EXERCISE GOAL: Convert the lines of the material below, starting at the line containing "For the benchmark, mark each instance of the blue sky" and ending at the line containing "(1072, 548)", into a JSON list of strings with one string per line, omitting blank lines.

ITEMS:

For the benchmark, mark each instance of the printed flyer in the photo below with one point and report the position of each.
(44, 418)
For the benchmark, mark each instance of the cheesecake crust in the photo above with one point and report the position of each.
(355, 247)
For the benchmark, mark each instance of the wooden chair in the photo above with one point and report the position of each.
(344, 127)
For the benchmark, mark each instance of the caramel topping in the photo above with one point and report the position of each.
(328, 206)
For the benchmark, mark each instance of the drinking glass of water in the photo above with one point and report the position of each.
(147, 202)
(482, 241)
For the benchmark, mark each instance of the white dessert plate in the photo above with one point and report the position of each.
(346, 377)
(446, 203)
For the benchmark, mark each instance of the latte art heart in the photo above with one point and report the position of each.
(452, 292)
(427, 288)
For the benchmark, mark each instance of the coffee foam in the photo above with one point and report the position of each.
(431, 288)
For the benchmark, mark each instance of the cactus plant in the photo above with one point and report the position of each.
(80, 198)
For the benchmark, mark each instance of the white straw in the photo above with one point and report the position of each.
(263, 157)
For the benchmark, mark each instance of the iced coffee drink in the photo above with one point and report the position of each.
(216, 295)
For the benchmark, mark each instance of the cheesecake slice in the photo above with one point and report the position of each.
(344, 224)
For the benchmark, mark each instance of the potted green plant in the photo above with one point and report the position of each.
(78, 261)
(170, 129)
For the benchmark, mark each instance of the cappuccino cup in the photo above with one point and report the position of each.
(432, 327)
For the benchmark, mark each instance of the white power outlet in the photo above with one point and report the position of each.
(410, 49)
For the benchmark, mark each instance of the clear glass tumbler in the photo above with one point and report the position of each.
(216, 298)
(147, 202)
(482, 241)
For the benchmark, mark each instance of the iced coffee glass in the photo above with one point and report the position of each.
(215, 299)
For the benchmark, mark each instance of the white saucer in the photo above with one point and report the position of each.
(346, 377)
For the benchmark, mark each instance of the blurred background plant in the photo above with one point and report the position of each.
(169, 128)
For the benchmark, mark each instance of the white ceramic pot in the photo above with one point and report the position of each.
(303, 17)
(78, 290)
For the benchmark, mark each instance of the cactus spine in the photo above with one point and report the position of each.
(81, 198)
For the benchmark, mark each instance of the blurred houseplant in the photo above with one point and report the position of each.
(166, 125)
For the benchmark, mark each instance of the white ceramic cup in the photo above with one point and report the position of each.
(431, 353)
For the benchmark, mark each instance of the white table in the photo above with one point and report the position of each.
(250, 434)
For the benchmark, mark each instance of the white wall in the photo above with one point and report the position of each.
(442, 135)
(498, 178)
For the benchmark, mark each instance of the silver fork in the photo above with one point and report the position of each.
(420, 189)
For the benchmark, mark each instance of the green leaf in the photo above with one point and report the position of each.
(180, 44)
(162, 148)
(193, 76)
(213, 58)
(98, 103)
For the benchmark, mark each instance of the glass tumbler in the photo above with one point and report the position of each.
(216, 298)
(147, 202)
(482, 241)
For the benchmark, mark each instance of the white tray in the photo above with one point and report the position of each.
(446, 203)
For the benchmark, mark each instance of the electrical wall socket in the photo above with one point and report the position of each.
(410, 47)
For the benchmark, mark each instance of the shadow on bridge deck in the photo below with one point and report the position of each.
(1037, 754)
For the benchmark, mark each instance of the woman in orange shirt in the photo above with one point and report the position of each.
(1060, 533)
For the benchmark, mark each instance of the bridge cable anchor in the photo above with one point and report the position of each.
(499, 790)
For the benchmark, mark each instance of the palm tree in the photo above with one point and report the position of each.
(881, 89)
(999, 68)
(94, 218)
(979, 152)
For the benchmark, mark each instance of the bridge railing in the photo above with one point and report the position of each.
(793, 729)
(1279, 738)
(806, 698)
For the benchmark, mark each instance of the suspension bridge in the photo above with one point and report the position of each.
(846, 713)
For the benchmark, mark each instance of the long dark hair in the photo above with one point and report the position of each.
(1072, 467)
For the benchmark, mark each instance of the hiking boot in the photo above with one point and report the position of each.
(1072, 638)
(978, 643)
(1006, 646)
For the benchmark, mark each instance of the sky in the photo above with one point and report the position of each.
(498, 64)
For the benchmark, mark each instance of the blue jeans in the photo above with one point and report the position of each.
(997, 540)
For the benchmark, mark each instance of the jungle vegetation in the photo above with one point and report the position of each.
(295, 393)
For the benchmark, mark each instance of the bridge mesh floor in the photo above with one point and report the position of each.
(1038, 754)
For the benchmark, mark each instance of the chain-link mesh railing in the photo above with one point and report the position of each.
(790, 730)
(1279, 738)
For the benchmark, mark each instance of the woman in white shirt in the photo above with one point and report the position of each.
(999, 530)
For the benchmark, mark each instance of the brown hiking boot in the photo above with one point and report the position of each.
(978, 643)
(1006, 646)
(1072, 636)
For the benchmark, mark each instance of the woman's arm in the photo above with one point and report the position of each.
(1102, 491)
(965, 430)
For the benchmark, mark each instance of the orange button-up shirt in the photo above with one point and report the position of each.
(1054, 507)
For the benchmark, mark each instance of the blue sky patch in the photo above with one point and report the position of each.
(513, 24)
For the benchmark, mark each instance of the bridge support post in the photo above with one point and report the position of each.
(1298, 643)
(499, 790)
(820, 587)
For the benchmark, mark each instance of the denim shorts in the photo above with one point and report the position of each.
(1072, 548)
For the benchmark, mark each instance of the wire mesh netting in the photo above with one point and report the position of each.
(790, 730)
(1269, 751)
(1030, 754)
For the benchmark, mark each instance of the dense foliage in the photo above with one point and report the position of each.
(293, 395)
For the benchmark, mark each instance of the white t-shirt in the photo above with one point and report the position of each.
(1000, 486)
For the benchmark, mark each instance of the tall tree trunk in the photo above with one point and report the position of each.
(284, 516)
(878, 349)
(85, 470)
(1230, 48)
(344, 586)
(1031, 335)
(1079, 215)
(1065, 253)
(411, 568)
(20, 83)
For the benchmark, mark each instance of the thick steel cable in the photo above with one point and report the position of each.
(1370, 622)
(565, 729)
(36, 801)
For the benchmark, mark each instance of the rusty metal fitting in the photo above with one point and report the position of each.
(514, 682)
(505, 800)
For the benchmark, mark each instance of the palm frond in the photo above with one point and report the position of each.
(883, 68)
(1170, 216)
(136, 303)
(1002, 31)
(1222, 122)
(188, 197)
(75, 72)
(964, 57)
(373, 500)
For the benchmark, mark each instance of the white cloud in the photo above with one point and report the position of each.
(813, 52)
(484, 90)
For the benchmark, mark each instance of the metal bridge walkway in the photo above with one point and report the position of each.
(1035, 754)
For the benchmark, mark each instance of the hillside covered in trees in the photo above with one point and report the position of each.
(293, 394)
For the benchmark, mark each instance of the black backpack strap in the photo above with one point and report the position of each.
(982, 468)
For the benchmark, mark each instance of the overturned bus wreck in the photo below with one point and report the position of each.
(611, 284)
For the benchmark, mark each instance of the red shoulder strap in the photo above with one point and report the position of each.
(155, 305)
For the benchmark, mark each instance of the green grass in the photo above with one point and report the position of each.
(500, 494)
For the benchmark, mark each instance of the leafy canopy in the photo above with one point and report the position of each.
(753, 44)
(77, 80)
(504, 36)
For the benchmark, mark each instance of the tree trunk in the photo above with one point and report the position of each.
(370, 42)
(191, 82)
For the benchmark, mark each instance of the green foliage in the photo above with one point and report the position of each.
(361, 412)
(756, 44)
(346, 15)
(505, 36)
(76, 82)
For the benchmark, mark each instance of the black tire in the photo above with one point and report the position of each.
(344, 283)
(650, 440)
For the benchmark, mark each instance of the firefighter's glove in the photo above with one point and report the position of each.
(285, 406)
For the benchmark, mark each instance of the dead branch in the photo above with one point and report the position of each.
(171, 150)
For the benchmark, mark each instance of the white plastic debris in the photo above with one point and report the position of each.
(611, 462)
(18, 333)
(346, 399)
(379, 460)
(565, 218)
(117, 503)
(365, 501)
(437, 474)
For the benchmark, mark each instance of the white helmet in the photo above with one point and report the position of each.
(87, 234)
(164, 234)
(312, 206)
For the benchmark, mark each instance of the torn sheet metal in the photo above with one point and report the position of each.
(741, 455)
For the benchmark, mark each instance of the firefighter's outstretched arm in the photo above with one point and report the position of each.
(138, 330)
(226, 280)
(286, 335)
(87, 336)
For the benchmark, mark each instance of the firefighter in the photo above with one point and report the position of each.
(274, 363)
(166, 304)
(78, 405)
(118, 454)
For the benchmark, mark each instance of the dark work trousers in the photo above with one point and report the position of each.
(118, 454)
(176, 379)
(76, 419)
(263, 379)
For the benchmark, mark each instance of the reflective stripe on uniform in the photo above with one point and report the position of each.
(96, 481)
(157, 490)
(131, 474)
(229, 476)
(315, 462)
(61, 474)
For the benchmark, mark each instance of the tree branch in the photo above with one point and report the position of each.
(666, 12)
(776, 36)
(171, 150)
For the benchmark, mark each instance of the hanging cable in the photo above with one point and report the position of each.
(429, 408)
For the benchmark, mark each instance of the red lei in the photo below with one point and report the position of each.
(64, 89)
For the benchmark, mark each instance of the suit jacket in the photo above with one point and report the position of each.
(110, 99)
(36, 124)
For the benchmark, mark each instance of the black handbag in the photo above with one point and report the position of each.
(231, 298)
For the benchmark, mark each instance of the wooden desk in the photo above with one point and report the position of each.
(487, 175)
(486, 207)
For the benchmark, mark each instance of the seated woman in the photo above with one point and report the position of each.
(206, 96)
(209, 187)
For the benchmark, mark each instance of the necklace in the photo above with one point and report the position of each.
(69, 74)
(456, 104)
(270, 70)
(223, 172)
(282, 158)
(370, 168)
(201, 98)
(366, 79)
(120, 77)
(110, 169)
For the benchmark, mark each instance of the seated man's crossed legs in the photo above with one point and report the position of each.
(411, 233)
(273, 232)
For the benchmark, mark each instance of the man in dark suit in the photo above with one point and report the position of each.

CORRECT RESULT:
[
  "For the benchmark, mark each instance of the blue sky patch in the photo above with one point and report the position of each.",
  "(513, 24)",
  "For the benchmark, mark each instance of the bridge support post in the photo above with one point and report the position of each.",
  "(1298, 643)",
  "(499, 790)",
  "(820, 587)",
  "For the benchmark, mark each instance of the denim shorts in the photo above with one point and report the position of each.",
  "(1072, 548)"
]